What you need to do
Count the lines in the material below that contain the string "swimsuit", treating capital and small letters as different. Reply with only that number.

Task inputs

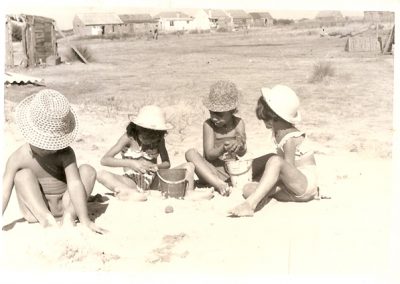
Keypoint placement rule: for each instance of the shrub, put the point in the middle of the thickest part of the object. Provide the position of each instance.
(16, 33)
(321, 70)
(83, 50)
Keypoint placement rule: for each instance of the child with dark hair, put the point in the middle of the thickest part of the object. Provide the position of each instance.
(290, 174)
(143, 152)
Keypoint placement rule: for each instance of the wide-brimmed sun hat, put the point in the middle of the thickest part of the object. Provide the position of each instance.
(46, 120)
(151, 117)
(283, 101)
(223, 96)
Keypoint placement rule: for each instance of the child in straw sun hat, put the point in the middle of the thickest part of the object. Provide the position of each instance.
(143, 152)
(44, 171)
(224, 137)
(290, 174)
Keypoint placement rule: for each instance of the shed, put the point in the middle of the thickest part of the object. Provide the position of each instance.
(329, 16)
(137, 23)
(38, 39)
(379, 16)
(261, 19)
(173, 21)
(96, 24)
(239, 18)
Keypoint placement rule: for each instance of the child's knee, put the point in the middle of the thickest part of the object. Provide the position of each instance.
(88, 171)
(190, 154)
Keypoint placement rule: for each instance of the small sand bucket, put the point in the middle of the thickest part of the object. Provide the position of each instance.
(172, 182)
(240, 172)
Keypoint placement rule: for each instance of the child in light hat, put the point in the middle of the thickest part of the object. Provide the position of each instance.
(44, 171)
(143, 152)
(290, 174)
(224, 137)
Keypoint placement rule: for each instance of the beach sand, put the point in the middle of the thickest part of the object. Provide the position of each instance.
(348, 235)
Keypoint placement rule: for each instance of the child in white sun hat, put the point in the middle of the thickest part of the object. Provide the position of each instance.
(44, 171)
(143, 152)
(290, 174)
(224, 137)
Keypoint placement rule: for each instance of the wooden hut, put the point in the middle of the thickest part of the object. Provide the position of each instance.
(379, 16)
(329, 16)
(86, 24)
(137, 23)
(261, 19)
(38, 39)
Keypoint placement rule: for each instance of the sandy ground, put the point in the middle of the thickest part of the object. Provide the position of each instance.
(349, 235)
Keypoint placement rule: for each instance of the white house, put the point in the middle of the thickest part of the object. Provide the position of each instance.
(200, 20)
(173, 21)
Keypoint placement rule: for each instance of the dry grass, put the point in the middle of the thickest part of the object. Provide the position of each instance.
(351, 109)
(321, 70)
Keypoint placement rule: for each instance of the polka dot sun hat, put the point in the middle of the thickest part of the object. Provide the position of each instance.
(47, 121)
(223, 96)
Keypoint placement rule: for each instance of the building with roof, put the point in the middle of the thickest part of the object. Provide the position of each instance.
(261, 19)
(137, 23)
(329, 16)
(238, 18)
(96, 24)
(218, 18)
(173, 21)
(379, 16)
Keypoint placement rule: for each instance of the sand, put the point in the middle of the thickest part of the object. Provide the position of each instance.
(348, 235)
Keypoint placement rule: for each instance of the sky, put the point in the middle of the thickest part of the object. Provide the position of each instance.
(64, 11)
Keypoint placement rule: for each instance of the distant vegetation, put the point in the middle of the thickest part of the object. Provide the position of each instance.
(321, 70)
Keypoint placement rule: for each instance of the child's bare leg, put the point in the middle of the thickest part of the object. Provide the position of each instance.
(31, 199)
(275, 169)
(205, 171)
(88, 177)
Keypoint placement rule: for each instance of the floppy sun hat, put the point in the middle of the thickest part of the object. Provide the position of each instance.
(151, 117)
(283, 101)
(46, 120)
(223, 96)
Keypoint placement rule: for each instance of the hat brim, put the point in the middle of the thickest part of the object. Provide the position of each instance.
(163, 127)
(266, 93)
(39, 138)
(218, 108)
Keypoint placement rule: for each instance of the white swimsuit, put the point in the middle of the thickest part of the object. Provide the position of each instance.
(302, 150)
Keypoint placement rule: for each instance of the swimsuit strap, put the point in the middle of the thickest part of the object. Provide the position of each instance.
(289, 135)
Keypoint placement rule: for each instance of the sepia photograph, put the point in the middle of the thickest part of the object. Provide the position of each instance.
(193, 141)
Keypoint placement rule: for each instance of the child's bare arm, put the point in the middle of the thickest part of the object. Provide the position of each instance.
(165, 163)
(12, 166)
(109, 158)
(210, 152)
(289, 149)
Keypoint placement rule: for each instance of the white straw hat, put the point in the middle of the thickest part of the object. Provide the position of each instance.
(283, 101)
(151, 117)
(46, 120)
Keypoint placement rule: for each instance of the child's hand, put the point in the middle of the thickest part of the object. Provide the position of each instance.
(137, 166)
(233, 146)
(94, 228)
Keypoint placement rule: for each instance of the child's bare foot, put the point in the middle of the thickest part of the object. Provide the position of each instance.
(129, 194)
(242, 210)
(224, 189)
(195, 195)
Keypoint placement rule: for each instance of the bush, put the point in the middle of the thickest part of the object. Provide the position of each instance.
(321, 70)
(83, 50)
(16, 33)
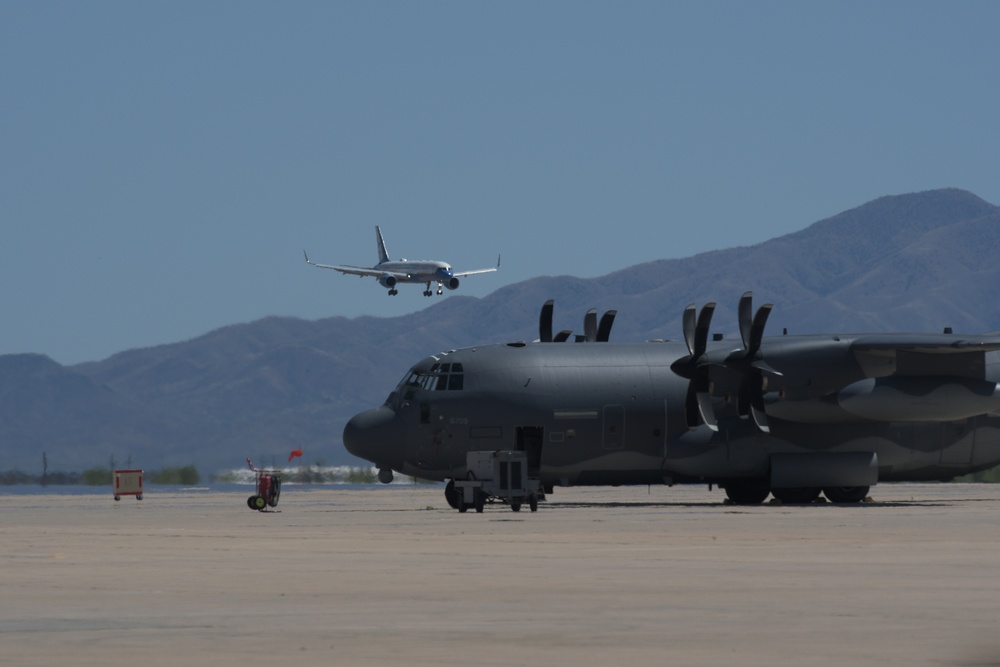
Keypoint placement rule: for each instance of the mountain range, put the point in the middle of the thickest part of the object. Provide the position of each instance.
(914, 262)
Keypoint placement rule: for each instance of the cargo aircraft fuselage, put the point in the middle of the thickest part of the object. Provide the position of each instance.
(790, 415)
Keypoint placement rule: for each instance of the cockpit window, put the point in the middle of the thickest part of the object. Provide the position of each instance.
(440, 377)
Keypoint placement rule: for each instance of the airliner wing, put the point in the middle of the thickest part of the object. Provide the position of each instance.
(357, 270)
(460, 274)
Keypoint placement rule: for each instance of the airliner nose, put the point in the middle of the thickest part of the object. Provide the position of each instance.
(374, 436)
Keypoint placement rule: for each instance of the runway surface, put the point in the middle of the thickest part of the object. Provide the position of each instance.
(391, 575)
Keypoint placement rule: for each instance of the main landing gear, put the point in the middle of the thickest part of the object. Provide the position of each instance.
(429, 292)
(756, 491)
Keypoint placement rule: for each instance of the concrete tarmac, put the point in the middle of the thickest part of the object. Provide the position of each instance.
(391, 575)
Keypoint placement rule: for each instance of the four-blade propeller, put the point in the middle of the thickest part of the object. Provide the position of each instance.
(698, 365)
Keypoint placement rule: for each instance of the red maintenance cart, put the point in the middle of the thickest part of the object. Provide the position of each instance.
(268, 488)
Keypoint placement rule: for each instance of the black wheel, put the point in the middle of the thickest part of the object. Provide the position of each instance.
(797, 496)
(748, 491)
(451, 495)
(846, 494)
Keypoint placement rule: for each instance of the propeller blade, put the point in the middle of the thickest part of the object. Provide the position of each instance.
(604, 329)
(701, 329)
(757, 328)
(545, 322)
(745, 313)
(691, 412)
(688, 321)
(590, 325)
(704, 400)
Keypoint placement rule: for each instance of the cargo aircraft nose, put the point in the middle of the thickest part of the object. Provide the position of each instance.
(373, 435)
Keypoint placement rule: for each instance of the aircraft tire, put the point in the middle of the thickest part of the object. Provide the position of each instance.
(798, 496)
(846, 494)
(451, 495)
(747, 491)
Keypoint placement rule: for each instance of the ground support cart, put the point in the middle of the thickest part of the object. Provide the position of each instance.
(499, 475)
(268, 488)
(127, 483)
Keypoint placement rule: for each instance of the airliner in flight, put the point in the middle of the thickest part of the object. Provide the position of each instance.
(389, 272)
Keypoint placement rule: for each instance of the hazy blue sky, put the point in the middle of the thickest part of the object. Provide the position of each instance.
(163, 165)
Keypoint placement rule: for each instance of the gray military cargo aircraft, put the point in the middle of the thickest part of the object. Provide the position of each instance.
(792, 416)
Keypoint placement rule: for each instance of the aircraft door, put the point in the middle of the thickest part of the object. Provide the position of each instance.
(958, 442)
(614, 427)
(529, 440)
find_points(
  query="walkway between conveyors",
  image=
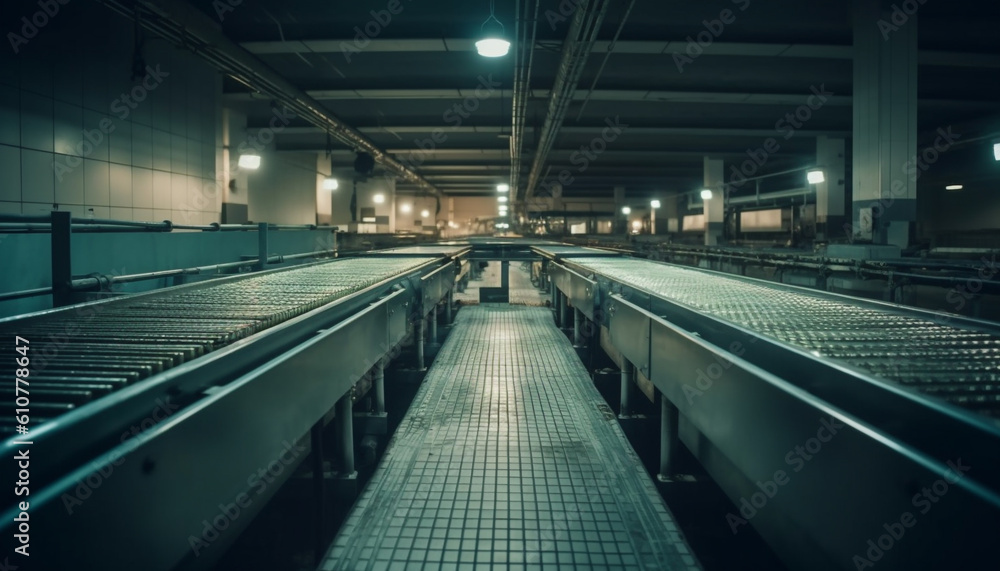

The response
2